Task objective –
Print exactly the lines from the line with "Where can you see the deer front" to the last line of the data, please, both included.

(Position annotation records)
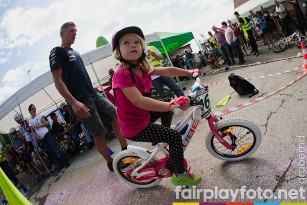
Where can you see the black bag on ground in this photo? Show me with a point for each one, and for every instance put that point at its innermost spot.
(242, 86)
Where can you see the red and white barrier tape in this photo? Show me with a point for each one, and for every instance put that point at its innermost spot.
(262, 76)
(250, 102)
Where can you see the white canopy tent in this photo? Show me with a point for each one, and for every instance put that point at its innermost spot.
(44, 95)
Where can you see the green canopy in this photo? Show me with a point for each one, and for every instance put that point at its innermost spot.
(172, 41)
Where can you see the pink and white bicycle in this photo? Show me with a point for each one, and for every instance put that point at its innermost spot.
(231, 139)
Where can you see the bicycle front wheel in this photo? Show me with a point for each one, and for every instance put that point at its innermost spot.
(298, 42)
(247, 139)
(279, 46)
(126, 161)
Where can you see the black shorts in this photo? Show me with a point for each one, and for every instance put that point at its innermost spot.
(26, 157)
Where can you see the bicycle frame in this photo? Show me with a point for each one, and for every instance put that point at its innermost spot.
(288, 39)
(186, 127)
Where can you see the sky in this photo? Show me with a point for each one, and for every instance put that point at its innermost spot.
(29, 29)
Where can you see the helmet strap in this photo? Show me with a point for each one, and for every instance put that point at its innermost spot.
(131, 65)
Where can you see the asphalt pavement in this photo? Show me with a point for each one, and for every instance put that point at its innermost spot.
(279, 163)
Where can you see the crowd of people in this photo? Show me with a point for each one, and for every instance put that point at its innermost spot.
(40, 147)
(233, 38)
(88, 113)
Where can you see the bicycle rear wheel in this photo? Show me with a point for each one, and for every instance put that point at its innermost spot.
(298, 42)
(279, 46)
(247, 139)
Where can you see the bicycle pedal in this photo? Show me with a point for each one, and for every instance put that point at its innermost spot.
(244, 148)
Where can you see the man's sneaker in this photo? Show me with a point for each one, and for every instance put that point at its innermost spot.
(187, 180)
(110, 166)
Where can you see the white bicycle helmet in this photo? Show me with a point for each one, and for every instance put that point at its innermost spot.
(12, 130)
(18, 117)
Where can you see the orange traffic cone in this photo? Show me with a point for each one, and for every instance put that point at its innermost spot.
(304, 55)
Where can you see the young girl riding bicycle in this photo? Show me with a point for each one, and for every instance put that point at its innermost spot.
(136, 111)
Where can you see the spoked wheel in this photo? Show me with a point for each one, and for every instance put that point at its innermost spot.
(279, 46)
(298, 42)
(124, 163)
(247, 139)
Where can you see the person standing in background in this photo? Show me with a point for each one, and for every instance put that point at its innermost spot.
(74, 84)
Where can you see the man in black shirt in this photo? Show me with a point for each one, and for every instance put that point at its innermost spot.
(59, 131)
(73, 83)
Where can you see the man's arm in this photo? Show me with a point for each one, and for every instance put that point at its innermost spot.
(79, 108)
(230, 37)
(293, 1)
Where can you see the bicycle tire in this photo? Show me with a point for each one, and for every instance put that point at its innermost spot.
(279, 46)
(298, 42)
(117, 162)
(234, 123)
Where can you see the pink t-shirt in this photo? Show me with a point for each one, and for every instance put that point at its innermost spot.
(132, 120)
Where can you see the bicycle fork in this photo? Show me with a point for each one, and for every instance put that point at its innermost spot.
(211, 120)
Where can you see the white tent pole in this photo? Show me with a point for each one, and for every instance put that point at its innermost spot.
(169, 59)
(89, 59)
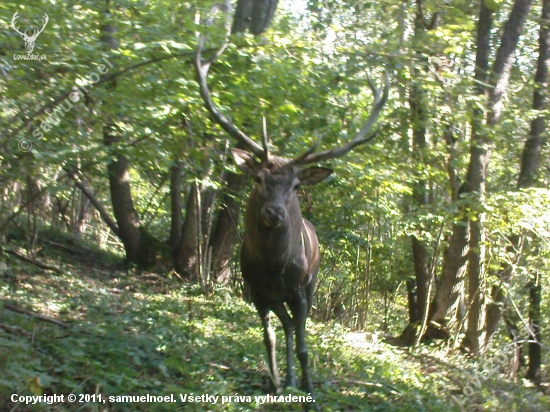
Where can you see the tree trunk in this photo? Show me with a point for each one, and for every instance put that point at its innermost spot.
(419, 121)
(535, 289)
(528, 178)
(225, 233)
(479, 161)
(175, 204)
(185, 258)
(123, 206)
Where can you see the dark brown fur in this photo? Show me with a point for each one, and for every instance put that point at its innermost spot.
(280, 255)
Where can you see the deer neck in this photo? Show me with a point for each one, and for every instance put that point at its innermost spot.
(281, 244)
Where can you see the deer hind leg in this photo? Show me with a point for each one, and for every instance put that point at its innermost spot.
(288, 327)
(299, 309)
(269, 341)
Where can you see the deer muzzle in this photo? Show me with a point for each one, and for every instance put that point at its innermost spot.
(273, 215)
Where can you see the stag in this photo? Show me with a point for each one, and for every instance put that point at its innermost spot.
(280, 253)
(29, 40)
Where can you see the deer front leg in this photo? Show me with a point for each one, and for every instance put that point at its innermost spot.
(288, 327)
(299, 309)
(269, 341)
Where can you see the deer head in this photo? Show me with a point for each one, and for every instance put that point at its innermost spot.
(29, 40)
(262, 152)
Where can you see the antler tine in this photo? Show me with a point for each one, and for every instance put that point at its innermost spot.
(363, 136)
(46, 20)
(265, 139)
(14, 20)
(300, 159)
(202, 68)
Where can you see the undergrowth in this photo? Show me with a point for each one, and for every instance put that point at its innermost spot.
(129, 333)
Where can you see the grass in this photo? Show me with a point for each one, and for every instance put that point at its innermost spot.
(143, 334)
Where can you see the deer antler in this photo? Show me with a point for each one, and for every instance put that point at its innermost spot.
(363, 136)
(37, 32)
(13, 21)
(202, 67)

Result for this exercise –
Where can you see the deer front leg in this photo? Show me with a point for each one, and for every instance put that point at its innermost spot.
(288, 327)
(299, 309)
(269, 341)
Where can you see the deer head in this photo? Show me with a point for each one, and for every instance put that point at its innermost spot.
(29, 40)
(262, 152)
Where can you see the antler tine in this photo? Show me with a point for each one, and for every instance put that point at its innermost spot.
(363, 136)
(46, 20)
(265, 139)
(14, 20)
(300, 159)
(202, 68)
Where can you see the undergrowth in this photo? Show me with a point for each one, and for every instance put that point at its innermost spot.
(129, 333)
Where can you see the grass in this photo? Show me with a point for each one, and for every instance put that point at its innermost spot.
(143, 334)
Where can you see the deer antler in this photo? Show me with a point for each one, and for every instance put that point at its innermost spot.
(363, 136)
(37, 32)
(13, 21)
(202, 67)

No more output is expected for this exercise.